Top of Data supplied

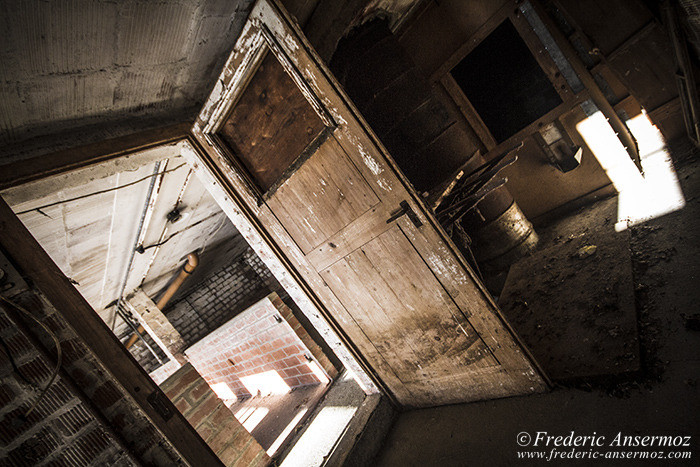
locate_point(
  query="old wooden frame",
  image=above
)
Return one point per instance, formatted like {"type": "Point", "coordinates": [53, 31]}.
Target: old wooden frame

Bottom of Data supplied

- **Exercise brief**
This task calls for each line of the material that contains "wooden".

- **Task solution**
  query="old wooden frame",
Target: old wooden frame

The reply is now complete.